WORK ITEM: Write down each entry again, exactly as it reads.

SUPPLIED MATERIAL:

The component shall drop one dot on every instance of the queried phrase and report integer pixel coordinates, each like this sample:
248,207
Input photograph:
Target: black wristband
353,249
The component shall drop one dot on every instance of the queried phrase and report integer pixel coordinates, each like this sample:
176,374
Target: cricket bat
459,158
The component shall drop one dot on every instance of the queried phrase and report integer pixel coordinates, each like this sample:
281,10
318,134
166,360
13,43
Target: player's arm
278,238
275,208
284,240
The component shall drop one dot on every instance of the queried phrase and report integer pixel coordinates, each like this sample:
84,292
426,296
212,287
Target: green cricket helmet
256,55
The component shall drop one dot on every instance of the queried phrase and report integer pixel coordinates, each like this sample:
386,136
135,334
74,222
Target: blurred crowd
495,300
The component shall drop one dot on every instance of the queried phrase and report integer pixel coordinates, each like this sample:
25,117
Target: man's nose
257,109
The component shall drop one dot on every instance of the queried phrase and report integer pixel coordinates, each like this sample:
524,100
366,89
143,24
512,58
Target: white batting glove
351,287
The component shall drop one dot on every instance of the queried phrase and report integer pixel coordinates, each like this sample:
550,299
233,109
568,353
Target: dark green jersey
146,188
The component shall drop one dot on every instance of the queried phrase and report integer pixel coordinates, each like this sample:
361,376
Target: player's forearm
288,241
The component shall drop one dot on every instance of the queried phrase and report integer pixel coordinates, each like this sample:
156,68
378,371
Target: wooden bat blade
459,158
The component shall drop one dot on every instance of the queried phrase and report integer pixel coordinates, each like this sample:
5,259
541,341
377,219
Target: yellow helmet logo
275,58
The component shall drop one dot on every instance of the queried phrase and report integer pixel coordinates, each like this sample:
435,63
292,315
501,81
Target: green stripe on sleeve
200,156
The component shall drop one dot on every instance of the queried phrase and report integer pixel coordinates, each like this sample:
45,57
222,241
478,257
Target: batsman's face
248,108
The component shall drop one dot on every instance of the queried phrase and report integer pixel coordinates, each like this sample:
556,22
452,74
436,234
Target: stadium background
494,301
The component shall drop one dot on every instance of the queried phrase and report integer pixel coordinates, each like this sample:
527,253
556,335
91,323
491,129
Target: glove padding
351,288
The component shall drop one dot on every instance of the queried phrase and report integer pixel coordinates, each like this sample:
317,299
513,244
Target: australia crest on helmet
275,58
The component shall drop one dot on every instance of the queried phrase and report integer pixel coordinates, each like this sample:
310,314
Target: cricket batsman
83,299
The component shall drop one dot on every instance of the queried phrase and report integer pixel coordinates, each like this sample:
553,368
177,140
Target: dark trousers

FINISHED TASK:
The component shall drop one dot on every instance of the queried phrase and report integer pixel coordinates, each like this sample:
248,207
Input photograph:
Target: black wristband
353,249
The component shall drop one dot on every instance of the queried phrase and report integer pixel coordinates, each like this sample:
176,374
Target: cricket bat
459,158
The component shall drop one dot on every instance of the queried phrase and report integer pixel coordinates, each like this sample:
281,10
318,134
166,360
13,43
Target: player's arm
278,238
275,208
284,240
The component shall drop one dot on every instance of the queried phrase and report integer pixel coordinates, each like this sample:
84,292
426,296
212,287
Target: green cricket helmet
256,55
The component shall drop one dot on every instance of the queried phrase and report integer pixel coordinates, each like this sample:
386,136
135,334
74,222
Target: blurred crowd
495,300
The component shall drop one dot on every instance of the queried phrase and report integer pixel coordinates, each like this sample:
25,117
Target: man's nose
257,109
The component shall drop one dot on every instance of the queried phrase and report integer pixel coordinates, each like this sample:
524,100
366,89
143,24
512,58
Target: white batting glove
351,287
The component shall drop one dot on every instance of the queried phrase and report integer pixel coordinates, each like this sample:
550,299
233,109
568,353
Target: dark green jersey
146,188
The component shall drop one dot on every instance of the queried phrase and report integer pixel coordinates, each like this sample:
361,376
Target: player's forearm
288,241
The component shall drop one dot on every instance of the queried phrase and report integer pixel coordinates, each like this sample:
156,68
378,371
Target: wooden bat blade
459,158
The component shall drop one dot on every instance of the queried phrase and report integer pixel coordinates, each like this sample:
5,259
541,341
377,219
Target: yellow helmet logo
275,58
The component shall drop one dot on every instance of the queried phrase and report integer pixel coordinates, each like this sample:
435,63
292,315
501,81
Target: green stripe on sleeve
200,156
The component shall drop one dot on every instance of the queried phrase and report integer pixel coordinates, each like this sample:
45,57
222,241
478,257
Target: batsman's face
248,108
The component shall drop one dot on every instance of the queried phrase and report integer pixel coordinates, each like this sample:
556,22
452,74
436,234
Target: stadium background
494,301
The component shall drop one dot on every instance of the queried phrase and report integer pixel coordinates, each like this sample:
527,253
556,335
91,323
491,129
Target: glove padding
351,288
The component shall drop one dot on every instance of the queried phrase and report integer pixel coordinates, each like this sample:
317,299
513,244
Target: australia crest on helmet
275,58
The component shall drop one dot on every instance of the queried phrase and report integer pixel coordinates, each like this sample:
310,314
Target: cricket batsman
83,299
The component shall drop one dot on every instance of the queried phrase and report integer pixel coordinates, each like this sample:
553,368
177,140
Target: dark trousers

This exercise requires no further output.